DATA TO USE →
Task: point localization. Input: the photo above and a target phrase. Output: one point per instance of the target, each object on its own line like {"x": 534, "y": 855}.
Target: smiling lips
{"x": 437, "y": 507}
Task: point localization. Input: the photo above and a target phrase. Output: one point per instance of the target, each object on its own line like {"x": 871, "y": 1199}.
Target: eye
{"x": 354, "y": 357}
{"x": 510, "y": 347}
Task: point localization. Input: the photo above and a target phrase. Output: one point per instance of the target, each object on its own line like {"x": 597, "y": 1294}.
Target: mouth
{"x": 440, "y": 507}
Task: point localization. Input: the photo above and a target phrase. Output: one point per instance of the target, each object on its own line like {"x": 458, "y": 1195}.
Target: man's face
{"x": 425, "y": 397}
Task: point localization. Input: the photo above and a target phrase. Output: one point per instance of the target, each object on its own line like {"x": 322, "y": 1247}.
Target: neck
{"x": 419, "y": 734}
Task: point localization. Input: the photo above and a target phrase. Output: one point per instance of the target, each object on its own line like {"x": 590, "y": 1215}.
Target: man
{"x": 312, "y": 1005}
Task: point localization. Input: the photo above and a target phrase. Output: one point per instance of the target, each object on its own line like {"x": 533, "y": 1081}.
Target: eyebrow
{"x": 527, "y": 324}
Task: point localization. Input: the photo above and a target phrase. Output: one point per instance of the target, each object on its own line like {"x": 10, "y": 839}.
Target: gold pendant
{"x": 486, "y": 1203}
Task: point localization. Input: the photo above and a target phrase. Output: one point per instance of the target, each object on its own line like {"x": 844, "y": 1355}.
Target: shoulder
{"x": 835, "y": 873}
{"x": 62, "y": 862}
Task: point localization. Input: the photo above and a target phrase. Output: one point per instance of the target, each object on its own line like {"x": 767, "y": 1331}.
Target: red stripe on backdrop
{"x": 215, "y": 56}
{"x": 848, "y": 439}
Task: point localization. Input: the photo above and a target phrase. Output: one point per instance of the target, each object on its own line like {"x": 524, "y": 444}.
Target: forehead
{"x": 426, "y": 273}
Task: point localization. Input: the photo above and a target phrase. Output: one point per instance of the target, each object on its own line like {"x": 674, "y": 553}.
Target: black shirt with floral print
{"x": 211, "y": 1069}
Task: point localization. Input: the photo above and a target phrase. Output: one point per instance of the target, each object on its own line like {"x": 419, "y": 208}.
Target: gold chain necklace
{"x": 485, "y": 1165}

EXERCISE INSTRUCTIONS →
Repeat the entries exactly as they appear.

YOUR RESPONSE →
Task: point localization. Input: the photo above and a target phrase. Output: one point per instance of the target, each object on its own line like {"x": 534, "y": 855}.
Target: smiling lips
{"x": 437, "y": 507}
Task: point localization. Input: the photo above and a target phrase. Output: one point per instance of the target, each object on its own line like {"x": 871, "y": 1199}.
Target: eye
{"x": 354, "y": 357}
{"x": 510, "y": 347}
Task: point localization. Input: the photo above and a target phrase. Output: one point per instance of the target, each object on its own line like {"x": 597, "y": 1294}.
Target: mouth
{"x": 440, "y": 507}
Task: point localization. Input: the photo above and a target phrase. Output: one point per instance of the target, each object on its own line like {"x": 458, "y": 1195}.
Target: man's face
{"x": 425, "y": 397}
Task: point localization. Input: the photo above and a target phrase. Output: one point per instance of the target, each object on its own line like {"x": 322, "y": 1247}.
Target: neck
{"x": 419, "y": 734}
Task: point localization. Input: the photo above and a target phrase. Output: one point per instance of the target, each object on its own line like {"x": 590, "y": 1215}.
Target: man
{"x": 312, "y": 1005}
Task: point localization. Input: the photo above and a target phrase. Output: one point per instance of the target, each object on its own line like {"x": 533, "y": 1081}.
Target: eyebrow
{"x": 527, "y": 324}
Task: point localization. Input: the photo above and a target phrase. Output: one point per instance of the target, each object on its own line like {"x": 10, "y": 839}.
Target: gold pendant
{"x": 486, "y": 1203}
Task: point localization. Input: the photo above and a target phrase. Output: one point per instance of the target, each object on its own line like {"x": 844, "y": 1355}.
Target: shoulder
{"x": 835, "y": 873}
{"x": 62, "y": 862}
Task: point localization. Input: the photo above and a target phrase. Output: one point per instance of the target, each object on its own line like {"x": 767, "y": 1331}.
Target: red stripe on backdrop
{"x": 215, "y": 56}
{"x": 848, "y": 439}
Task: point localization. Input: the photo above and a target phrase. Output: one point per instance of the target, each object on its own line like {"x": 524, "y": 444}.
Target: forehead
{"x": 426, "y": 273}
Task: point localization. Input: the photo above and a target phrase. Output: one point per instance of the target, each object on its own line like {"x": 674, "y": 553}.
Target: black shirt with floral print
{"x": 211, "y": 1069}
Task: point localization. Input: the photo above and a target phrase. Output: one point per instance of the target, each object on its own line like {"x": 419, "y": 208}.
Target: gold chain necklace
{"x": 485, "y": 1165}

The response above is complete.